• **DOCUMENT**:
........

Jim O'Leary

Waverly Star

By Jim O'Leary

An e-mail newsletter for and about Waverly people, used with permission in the HLW Herald and on this web site.

  Dec. 29, 2003

Jim O'Leary's year in review: And that just about sums it all up

"We feel bound to disagree with the prophets of gloom who are forever forecasting calamity, as if the world's end were imminent, who claim that the age is far worse than previous ages.

Today, rather, providence is guiding us toward a new order of human relationships, which, thanks to human effort and yet far surpassing human hopes, will bring us to the realization of still higher and undreamed of expectations."

This was uttered by a short man with sensuous lips and a hooked nose in a flat red face framed by elephantine ears. A fat old man with twinkling eyes and a seductively resonant voice, robed with such extravagant dignity as to underscore the comedy of his figure.

No, not Santa Claus, but Pope John XXIII as quoted in Thomas Cahill's biography.

His words came true for us in 2003. It was a year which answered all the prayers I should have said but didn't. This year gave me joys I never deserved nor even sought.

It was a year of travel and time spent with people we loved, most especially our son Sean and his wife Sonja, who gave us a new grandchild so as to take away forever at least one of the seven deadly sins, the sin of envy.

Myles Enrique O'Leary clocked in on December 12, 2003, the Feast of Our Lady of Guadalupe. Now we're grandparents, just like the rest of you! His parents are Sean T. O'Leary, M.D. and Sonja Burbano O'Leary, M.D. of Fort Collins, Colorado.

My brother Myles E. O'Leary (E for Edward after my father) was everybody's favorite O'Leary around Waverly. He would be surprised and delighted at having a nephew named Myles. Our son Sean liked his Uncle

Myles because Myles could talk baseball with him, among other things. In turn, my brother Myles was named for a cousin my mother admired named Myles Creegan, may he rest in peace.

Our new grandson isn't really named for for my brother. If he were he would be called "Champ." You see that's how everybody in Waverly remembered Myles.

Myles always showed up late for basketball practice. He was on the same team as Tom Litfin and "Red" Fitzpatrick, which tells you about what year this was.

Once when Myles showed up late one more exasperating time, Ches Ogle said, "Only a champion is allowed to be late, O'Leary." So from then on, Myles was "Champ."

Our grandson isn't going into sports though. He's headed for the White House as soon as he gets his M.D.

January found us traveling with the fine and friendly Father Jim Schoenberger down to the Rio Grande Valley to see Bob Bastyr of New Prague, and Arvid and Mary Lou Nelson, Minnesota "snowbirds."

I didn't know it then but it would be the last time I would ever see Arvid. You will remember Arvid for being written up in the Waverly Star for all he had done to make the lives of children better in south Texas.

Some of you may know of Father Schoenberger since he's been a priest in the Archdiocese of St. Paul for almost 50 years.

........

• **COLLECTED DATA**:
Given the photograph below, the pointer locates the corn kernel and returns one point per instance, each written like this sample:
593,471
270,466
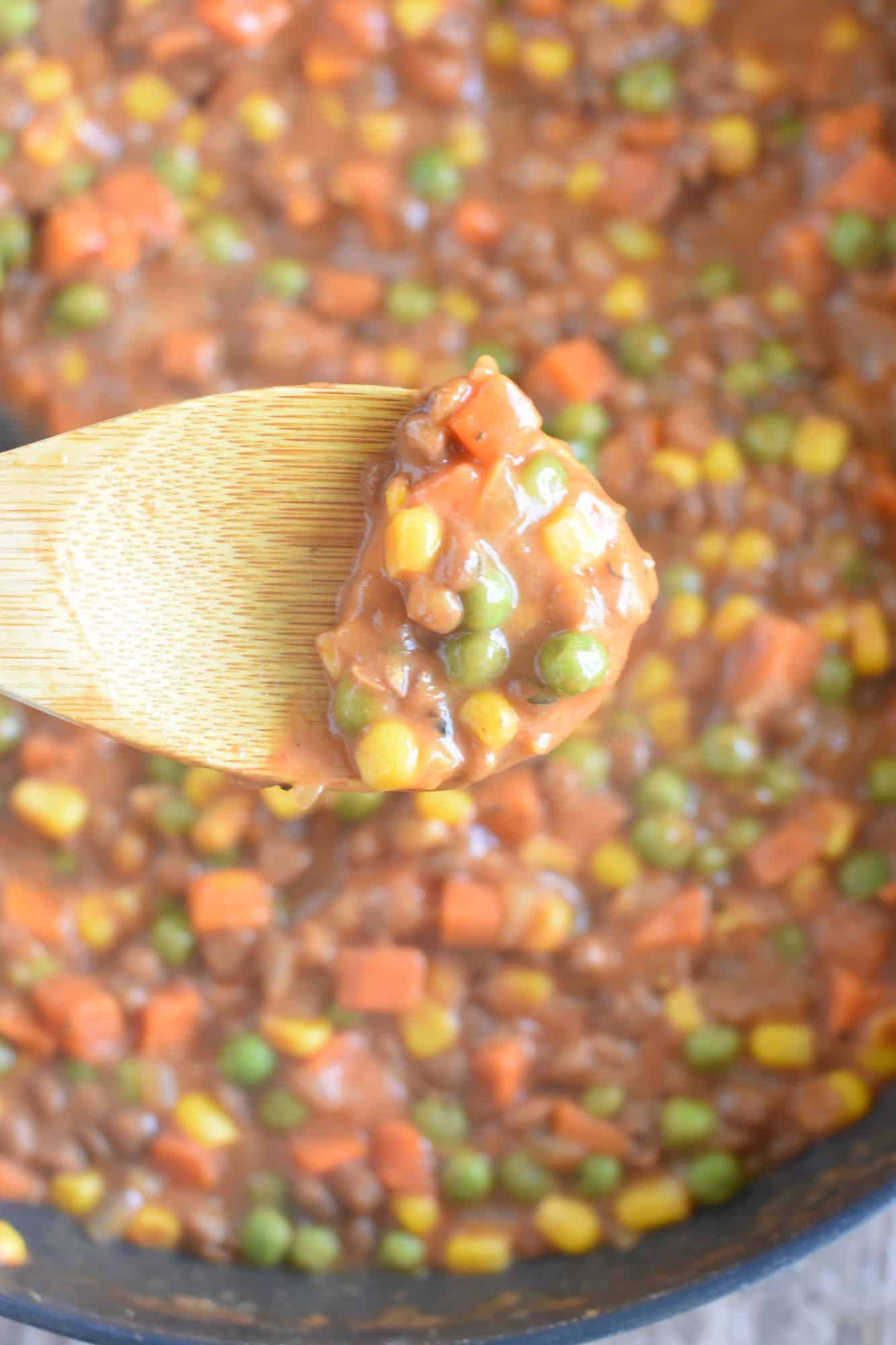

........

• **REQUIREMENT**:
Echo the year-in-review column from "Today, rather, providence" up to and including "Thomas Cahill's biography.". The data plays no part in this work.

• **EXPECTED ANSWER**:
Today, rather, providence is guiding us toward a new order of human relationships, which, thanks to human effort and yet far surpassing human hopes, will bring us to the realization of still higher and undreamed of expectations."

This was uttered by a short man with sensuous lips and a hooked nose in a flat red face framed by elephantine ears. A fat old man with twinkling eyes and a seductively resonant voice, robed with such extravagant dignity as to underscore the comedy of his figure.

No, not Santa Claus, but Pope John XXIII as quoted in Thomas Cahill's biography.